======== FRAGMENTO DEL DOCUMENTO ========

La destreza de los lancheros hace que el bote se balancee sobre las olas, y el viaje de tres horas, desde el puerto de Coquira, en Chepo, sea llevadero.
El paisaje antes de llegar a Majé es una sucesión de olas, y una coreografía de pelícanos y gaviotas acechando a los inquilinos del mar. A lo lejos, un muro verde que cada vez se ve más cerca, muestra una entrada al cauce del río Majé; ahí se refleja toda la riqueza del lugar.
Al llegar, los niños son los que dan la bienvenida. Mientras ellos juegan frente a sus casas, los adultos hablan de sus problemas: la tala ilegal del cocobolo y la urgencia por contar con el título de tierra colectiva.
“Necesitamos pronto una respuesta, llevamos 50 años de lucha. Todos estos años que están pasando y no sucede nada”, traduce Lissette, una joven wounaan, las palabras que el cacique Ángel Pizarro pronuncia en su lengua wounaan meu.
Se está desarrollando el Congreso Regional Extraordinario Pueblo Wounaan, y su principal preocupación ocupa la primera parte de la reunión de la comunidad. Son las invasiones, y la tala, que acaba con su materia prima para hacer artesanías, una de sus fuentes de ingreso.
La de Majé es una de las 17 comunidades que quedaron fuera de la comarca Emberá Wounaan. Los pobladores de esta luchan por defender su tierra y su cultura.

======== DATOS EXTRAÍDOS ========

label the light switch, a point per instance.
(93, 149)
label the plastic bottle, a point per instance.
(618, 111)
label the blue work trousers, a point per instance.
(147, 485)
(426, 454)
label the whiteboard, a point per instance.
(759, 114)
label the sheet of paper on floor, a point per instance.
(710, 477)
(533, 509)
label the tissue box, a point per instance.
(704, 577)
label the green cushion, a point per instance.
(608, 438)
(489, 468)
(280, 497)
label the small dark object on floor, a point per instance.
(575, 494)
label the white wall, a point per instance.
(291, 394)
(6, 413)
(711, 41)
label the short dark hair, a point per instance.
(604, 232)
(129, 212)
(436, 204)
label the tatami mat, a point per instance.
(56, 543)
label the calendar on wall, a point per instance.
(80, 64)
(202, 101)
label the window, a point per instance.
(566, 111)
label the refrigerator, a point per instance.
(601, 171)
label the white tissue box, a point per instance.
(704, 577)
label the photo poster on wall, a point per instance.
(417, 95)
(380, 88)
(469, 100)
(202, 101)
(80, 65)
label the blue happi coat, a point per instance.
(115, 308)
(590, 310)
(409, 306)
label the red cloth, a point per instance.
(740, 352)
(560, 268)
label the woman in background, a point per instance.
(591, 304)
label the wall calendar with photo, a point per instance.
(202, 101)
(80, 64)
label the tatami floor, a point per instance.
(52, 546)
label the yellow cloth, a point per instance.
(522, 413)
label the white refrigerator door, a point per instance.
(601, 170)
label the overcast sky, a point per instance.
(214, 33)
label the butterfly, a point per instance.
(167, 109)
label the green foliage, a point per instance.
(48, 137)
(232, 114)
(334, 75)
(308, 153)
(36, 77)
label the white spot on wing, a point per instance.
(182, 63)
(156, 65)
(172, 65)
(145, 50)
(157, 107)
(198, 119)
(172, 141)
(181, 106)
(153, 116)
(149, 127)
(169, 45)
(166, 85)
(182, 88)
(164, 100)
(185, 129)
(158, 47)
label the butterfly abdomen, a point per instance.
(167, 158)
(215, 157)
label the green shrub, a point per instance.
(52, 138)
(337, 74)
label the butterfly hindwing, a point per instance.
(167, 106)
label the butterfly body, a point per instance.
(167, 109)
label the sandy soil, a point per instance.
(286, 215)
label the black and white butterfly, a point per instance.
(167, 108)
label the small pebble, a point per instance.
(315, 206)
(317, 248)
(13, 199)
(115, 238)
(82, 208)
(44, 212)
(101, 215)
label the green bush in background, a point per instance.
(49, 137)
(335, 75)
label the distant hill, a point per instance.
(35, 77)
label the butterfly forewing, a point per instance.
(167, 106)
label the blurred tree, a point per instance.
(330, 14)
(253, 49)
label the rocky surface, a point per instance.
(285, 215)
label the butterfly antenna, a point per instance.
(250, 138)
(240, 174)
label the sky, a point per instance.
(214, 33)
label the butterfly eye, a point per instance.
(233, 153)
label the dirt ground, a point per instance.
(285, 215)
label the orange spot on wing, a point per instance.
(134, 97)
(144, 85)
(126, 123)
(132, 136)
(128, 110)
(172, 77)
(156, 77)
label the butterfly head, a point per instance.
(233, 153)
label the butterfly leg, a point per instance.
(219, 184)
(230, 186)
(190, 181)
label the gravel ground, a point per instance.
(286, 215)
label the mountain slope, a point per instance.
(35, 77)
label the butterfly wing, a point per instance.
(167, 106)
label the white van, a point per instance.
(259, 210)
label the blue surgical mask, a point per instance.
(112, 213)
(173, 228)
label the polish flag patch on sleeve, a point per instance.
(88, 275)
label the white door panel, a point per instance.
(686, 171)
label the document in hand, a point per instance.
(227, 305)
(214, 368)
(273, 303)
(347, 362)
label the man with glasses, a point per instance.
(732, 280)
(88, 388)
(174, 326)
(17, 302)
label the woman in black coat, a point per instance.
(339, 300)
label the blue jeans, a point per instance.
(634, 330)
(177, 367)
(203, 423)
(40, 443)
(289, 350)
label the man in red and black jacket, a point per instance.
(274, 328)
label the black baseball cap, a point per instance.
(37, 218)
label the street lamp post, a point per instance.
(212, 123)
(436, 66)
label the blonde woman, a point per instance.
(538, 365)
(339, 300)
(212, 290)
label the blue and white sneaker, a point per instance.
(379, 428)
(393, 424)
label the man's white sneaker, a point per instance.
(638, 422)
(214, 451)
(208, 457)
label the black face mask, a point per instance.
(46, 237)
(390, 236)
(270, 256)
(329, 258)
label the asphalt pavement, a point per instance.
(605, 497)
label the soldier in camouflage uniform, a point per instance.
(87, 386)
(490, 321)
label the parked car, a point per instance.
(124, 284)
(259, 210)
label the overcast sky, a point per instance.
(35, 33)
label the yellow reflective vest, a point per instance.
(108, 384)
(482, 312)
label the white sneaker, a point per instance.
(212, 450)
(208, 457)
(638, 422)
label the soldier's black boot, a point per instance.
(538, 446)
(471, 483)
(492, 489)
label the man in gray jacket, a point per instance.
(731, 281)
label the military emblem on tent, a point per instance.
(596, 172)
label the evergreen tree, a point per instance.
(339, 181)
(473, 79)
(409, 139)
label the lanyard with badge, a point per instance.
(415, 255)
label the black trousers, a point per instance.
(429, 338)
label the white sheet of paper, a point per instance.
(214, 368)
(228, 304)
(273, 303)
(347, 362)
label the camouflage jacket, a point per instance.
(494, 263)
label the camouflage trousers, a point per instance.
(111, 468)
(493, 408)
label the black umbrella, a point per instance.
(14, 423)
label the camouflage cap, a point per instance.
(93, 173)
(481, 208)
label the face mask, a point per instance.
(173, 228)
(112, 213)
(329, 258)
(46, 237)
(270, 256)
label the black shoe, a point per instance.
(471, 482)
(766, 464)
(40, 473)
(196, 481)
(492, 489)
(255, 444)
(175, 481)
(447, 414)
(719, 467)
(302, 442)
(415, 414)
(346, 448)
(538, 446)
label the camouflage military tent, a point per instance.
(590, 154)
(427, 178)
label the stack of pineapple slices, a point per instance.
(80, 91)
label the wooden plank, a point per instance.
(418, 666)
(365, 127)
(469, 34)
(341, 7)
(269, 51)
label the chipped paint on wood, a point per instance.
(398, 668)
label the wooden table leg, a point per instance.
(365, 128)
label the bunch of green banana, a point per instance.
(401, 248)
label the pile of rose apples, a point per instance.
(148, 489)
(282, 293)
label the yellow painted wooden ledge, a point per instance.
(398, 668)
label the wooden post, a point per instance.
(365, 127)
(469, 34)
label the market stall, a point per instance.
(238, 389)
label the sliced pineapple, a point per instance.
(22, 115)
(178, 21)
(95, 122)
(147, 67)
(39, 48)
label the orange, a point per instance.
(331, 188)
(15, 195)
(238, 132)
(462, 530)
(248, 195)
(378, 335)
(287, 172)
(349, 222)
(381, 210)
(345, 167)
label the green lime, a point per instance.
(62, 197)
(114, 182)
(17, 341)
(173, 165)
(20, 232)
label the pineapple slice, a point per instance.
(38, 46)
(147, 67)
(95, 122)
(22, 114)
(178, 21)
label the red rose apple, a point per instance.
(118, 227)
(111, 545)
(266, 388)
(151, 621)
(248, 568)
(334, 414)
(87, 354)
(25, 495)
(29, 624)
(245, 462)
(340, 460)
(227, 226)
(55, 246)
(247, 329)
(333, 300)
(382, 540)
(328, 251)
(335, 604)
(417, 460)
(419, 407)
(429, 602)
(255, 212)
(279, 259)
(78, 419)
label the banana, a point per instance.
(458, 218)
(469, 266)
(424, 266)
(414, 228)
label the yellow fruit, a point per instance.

========
======== DATOS EXTRAÍDOS ========

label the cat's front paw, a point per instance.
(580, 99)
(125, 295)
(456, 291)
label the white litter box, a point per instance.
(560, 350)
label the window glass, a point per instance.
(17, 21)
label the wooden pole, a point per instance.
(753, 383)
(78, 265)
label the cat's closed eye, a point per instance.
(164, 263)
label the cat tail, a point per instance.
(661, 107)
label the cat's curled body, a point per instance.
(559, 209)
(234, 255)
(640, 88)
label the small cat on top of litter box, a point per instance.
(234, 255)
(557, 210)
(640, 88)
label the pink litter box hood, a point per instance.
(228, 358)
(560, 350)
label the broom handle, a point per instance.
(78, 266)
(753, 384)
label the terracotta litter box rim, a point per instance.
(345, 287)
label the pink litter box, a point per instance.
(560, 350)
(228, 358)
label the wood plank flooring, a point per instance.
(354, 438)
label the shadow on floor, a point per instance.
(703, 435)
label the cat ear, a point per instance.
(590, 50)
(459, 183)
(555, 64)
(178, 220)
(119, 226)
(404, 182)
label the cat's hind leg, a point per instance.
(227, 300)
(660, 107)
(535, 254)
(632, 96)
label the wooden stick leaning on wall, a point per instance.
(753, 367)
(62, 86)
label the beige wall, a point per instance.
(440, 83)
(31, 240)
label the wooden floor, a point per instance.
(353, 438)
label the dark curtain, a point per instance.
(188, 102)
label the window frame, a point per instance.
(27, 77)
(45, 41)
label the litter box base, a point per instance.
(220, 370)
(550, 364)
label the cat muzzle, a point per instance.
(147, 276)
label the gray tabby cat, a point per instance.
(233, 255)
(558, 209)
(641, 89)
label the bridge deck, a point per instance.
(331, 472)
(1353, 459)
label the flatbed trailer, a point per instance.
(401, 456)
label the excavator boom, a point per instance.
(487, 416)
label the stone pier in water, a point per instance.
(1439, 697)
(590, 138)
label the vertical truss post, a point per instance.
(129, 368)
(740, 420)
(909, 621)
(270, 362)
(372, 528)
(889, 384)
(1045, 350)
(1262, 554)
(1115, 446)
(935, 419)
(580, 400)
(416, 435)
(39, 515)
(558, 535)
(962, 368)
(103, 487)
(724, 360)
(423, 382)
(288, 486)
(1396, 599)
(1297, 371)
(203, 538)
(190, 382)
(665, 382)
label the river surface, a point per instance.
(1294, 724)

========

PROBLEMA PLANTEADO A: En el texto sobre la comunidad de Majé, ¿cuánto dura el viaje en bote desde el puerto de Coquira?
PROBLEMA PLANTEADO B: Reproduce la parte del texto sobre la comunidad de Majé que va de "La destreza de" a "Chepo, sea llevadero.", ambos incluidos.
PROBLEMA PLANTEADO C: Prosigue el texto sobre la comunidad de Majé desde el punto en que termina.
Los registros proceden de una fuente distinta a la del texto.

RESPUESTA A: Tres horas.

RESPUESTA B:
La destreza de los lancheros hace que el bote se balancee sobre las olas, y el viaje de tres horas, desde el puerto de Coquira, en Chepo, sea llevadero.

RESPUESTA C:
Las mujeres wounaan llevan paruma (especie de falda), aretes, así como collares de plata y chaquiras, pero Julia Velásquez Runk se distingue entre la gente por sus rasgos y el color de su piel. La antropóloga de la Universidad de Georgia, Estados Unidos (EU), es una vieja conocida de la comunidad wounaan de Majé, en Panamá este.
Desde el año 2000 empezó a estudiar a la comunidad, cuando hizo una investigación sobre la relación de los bosques con la cultura indígena, y continuó estudiando la lengua wounaan meu, en un proyecto lingüístico llamado “Tradición oral wounaan” que trabajó en conjunto con el Congreso Nacional del Pueblo Wounaan, la Fundación para el Desarrollo del Pueblo Wounaan y las universidades de Georgia y Arizona de EU, y que fue presentado en febrero de este año.
El proyecto recoge unos 300 cuentos de la tradición oral wounaan, cuyas grabaciones reposan en la Biblioteca Nacional Ernesto J. Castillero y en el Archivo de Idiomas Indígenas de América Latina.
Después de más de una década, Julia le ha tomado cariño a la comunidad de cuya lengua materna conoce varias palabras. Le gusta cómo viven y explica que las comunidades wounaan están enmarcadas en el río. “Ellos saben dónde vivir, saben dónde hay menos peligros”, comenta, además de que “son buena gente” y “aquí es muy tranquilo”.
No obstante, una comunidad tranquila como esa también se agita ante sus problemas.
INVASORES Y TALA ILEGAL
Del mismo cuerpo de donde brotan sonrisas y se refleja amabilidad, sale bravura. Los wounaan dicen estar cansados de las promesas y que nadie les cumpla. Lo que quieren es un título de tierra colectiva con el cual defenderse de los invasores.
“Ya no queremos esperar hasta mayo. No sabemos si van a morir nuestros amigos, porque ya han amenazado a nuestros dirigentes”, le dice en lengua wounaan Lecto Mejía, ex presidente del congreso Wounaan, a Pedro Sittón, representante de la Anati, presente en la reunión.
Sittón les pide que esperen un poco más, “son varias las comunidades que tenemos que visitar y no quiero prometerles algo que no les pueda cumplir”.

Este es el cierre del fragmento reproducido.